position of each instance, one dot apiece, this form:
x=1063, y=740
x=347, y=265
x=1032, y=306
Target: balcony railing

◇ ◇ ◇ ◇ ◇

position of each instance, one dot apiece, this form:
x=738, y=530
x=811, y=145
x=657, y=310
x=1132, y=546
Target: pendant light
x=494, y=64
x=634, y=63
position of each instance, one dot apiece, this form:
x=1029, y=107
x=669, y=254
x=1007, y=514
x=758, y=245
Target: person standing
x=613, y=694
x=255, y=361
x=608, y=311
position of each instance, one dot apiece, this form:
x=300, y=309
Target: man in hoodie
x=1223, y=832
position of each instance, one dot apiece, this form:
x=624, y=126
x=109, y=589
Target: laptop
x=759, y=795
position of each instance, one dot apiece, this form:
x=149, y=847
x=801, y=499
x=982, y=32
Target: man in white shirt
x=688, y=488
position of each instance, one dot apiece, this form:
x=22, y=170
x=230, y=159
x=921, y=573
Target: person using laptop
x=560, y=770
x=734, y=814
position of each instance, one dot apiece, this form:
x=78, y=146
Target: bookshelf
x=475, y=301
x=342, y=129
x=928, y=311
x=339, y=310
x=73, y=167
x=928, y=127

◇ ◇ ◇ ◇ ◇

**OBJECTIVE**
Copy out each line in the rows above that contains the string "Target".

**RESULT BELOW**
Target: balcony railing
Target: pendant light
Target: person standing
Target: man in hoodie
Target: laptop
Target: man in white shirt
Target: person using laptop
Target: bookshelf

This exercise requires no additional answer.